§ WRITTEN EXERCISE: Scale the material from the line with "Annotation task — pin every instance of the sidewalk" through the end of the material, and write out only those lines again, requests included. Multiply every coordinate in the answers by 1.7 and round each to a whole number, with halves rounded up.

§ MATERIALS PROVIDED:
= = = = =

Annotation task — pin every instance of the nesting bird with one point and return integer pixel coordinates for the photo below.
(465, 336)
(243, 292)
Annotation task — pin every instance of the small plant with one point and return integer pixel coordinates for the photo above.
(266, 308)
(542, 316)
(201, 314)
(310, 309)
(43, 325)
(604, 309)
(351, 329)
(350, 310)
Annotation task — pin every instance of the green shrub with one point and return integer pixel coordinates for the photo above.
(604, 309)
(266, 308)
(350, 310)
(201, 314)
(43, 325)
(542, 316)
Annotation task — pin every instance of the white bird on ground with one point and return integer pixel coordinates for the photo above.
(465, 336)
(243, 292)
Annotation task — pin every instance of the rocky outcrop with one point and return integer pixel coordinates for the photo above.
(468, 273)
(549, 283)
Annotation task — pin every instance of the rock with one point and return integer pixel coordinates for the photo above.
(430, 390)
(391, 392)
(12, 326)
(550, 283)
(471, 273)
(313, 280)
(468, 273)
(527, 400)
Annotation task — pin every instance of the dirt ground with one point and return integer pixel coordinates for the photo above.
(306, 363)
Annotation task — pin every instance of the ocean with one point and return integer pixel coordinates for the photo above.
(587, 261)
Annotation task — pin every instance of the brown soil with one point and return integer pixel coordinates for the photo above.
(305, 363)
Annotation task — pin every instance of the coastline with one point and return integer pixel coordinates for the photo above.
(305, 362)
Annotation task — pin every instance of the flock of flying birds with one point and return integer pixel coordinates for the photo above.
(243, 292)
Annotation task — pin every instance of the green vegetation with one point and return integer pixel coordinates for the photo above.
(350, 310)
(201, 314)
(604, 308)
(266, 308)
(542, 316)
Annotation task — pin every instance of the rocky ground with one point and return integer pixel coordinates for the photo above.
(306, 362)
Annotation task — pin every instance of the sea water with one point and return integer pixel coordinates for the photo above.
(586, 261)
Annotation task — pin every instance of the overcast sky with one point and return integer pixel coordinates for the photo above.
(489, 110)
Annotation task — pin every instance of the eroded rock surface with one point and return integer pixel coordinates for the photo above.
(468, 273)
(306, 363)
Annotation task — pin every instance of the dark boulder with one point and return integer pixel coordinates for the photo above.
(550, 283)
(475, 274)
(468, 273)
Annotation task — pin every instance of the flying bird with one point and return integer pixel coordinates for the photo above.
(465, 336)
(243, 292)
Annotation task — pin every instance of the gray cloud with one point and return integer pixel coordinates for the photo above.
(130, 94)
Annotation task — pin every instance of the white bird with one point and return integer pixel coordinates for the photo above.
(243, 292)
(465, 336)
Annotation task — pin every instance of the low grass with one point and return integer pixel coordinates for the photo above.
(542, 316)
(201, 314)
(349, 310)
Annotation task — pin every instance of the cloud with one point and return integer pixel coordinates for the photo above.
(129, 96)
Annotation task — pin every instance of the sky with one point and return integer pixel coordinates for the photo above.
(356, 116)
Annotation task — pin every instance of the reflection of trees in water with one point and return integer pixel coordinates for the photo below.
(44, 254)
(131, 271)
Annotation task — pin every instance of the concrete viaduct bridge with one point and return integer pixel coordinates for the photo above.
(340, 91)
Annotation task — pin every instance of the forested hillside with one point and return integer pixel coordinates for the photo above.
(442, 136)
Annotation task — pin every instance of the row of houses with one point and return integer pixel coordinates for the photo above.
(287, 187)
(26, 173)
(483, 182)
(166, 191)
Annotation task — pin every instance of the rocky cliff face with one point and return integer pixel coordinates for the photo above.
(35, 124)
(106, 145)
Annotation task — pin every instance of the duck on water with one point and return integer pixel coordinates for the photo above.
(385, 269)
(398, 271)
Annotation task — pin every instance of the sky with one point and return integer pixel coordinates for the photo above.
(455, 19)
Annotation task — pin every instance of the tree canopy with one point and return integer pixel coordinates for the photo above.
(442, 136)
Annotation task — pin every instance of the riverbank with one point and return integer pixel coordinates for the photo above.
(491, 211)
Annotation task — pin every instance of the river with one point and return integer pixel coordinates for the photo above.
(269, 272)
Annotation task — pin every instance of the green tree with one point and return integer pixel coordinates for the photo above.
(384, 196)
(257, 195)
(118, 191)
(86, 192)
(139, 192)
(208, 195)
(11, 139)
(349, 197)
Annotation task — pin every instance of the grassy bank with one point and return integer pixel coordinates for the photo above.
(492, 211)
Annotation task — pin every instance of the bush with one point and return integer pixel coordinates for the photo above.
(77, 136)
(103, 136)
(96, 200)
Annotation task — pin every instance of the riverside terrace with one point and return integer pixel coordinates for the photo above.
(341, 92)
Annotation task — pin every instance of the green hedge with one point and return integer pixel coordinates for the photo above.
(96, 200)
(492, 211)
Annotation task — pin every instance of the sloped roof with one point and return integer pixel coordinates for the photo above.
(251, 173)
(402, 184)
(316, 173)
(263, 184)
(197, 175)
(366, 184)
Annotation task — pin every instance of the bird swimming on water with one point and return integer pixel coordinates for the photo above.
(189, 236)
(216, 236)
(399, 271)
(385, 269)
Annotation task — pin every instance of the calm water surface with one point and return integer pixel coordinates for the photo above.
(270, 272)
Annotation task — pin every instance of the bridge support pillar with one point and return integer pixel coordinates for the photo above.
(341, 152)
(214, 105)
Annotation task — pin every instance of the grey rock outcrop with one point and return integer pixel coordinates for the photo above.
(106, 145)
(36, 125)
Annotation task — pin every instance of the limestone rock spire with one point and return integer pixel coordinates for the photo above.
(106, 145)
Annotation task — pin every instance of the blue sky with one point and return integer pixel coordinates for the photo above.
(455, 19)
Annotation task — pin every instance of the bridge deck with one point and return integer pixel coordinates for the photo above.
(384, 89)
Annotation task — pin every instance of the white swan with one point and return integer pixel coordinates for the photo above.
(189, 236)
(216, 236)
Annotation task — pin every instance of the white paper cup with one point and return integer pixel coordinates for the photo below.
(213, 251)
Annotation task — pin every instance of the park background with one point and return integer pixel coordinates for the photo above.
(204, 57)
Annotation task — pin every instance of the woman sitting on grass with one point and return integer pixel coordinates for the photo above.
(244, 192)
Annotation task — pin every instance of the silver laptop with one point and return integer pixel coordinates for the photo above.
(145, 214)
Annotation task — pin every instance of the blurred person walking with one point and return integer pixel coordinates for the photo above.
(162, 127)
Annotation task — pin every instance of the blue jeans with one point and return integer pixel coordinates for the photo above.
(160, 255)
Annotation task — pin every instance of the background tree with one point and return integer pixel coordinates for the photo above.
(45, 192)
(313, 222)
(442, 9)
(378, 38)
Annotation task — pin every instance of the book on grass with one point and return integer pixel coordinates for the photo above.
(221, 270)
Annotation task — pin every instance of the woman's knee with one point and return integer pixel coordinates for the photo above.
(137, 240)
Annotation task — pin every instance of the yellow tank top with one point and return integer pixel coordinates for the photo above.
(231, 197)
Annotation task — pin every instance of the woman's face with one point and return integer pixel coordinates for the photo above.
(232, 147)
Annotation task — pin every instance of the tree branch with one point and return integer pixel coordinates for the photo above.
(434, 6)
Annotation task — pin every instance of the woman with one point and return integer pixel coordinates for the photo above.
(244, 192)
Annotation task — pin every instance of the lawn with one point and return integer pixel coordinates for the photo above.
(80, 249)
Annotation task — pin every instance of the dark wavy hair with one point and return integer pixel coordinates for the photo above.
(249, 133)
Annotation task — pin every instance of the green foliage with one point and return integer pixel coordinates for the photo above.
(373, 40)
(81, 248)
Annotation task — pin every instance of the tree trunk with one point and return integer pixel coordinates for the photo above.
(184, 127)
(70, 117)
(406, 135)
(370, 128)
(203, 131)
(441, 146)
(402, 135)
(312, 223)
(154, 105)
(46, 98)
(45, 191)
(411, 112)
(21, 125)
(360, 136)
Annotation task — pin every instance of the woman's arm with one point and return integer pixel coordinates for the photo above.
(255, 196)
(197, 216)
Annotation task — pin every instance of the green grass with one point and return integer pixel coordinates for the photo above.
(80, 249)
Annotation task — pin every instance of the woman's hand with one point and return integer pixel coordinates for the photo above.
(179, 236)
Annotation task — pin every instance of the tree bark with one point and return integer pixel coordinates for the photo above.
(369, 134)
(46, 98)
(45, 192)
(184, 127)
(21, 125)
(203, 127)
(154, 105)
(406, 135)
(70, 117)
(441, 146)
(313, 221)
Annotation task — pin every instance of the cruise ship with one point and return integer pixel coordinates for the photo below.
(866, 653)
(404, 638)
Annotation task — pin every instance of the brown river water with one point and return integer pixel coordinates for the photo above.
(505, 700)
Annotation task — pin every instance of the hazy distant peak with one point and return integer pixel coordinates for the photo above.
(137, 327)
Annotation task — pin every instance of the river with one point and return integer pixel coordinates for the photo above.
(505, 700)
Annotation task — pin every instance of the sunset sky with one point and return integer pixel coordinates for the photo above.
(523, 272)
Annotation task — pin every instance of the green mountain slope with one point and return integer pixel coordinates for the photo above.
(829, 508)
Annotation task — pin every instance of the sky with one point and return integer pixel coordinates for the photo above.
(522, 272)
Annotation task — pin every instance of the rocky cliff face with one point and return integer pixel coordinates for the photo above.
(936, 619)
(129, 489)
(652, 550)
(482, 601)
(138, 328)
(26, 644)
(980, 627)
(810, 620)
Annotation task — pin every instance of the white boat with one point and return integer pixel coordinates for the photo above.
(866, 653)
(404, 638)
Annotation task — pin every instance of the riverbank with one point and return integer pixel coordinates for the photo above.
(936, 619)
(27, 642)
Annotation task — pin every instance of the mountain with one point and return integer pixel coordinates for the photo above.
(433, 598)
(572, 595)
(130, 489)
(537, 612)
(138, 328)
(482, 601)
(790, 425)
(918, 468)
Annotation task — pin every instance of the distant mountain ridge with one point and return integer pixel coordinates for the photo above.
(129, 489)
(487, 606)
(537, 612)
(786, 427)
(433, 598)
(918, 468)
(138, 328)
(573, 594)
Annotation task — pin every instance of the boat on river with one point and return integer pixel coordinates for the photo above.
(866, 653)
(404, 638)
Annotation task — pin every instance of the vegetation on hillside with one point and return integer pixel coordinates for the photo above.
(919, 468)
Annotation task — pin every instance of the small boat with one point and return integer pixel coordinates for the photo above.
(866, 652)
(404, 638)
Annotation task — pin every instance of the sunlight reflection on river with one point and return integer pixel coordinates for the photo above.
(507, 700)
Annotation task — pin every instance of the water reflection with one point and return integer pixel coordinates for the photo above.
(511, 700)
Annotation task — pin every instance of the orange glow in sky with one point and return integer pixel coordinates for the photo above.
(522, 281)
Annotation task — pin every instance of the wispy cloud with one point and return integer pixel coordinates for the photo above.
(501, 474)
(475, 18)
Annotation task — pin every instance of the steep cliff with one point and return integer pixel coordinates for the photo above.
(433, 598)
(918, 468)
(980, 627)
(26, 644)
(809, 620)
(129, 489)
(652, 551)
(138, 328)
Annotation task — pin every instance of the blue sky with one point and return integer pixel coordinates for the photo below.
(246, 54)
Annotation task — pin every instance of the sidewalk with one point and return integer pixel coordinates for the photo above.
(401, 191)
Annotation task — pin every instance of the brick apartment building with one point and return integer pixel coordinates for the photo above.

= = = = =

§ TASK ANSWER:
Annotation task — pin every instance of the sidewalk with one point and return integer pixel coordinates for the photo above.
(682, 325)
Annotation task — pin every instance of the brick apartment building with one point and return integer pixel coordinates for the photo above.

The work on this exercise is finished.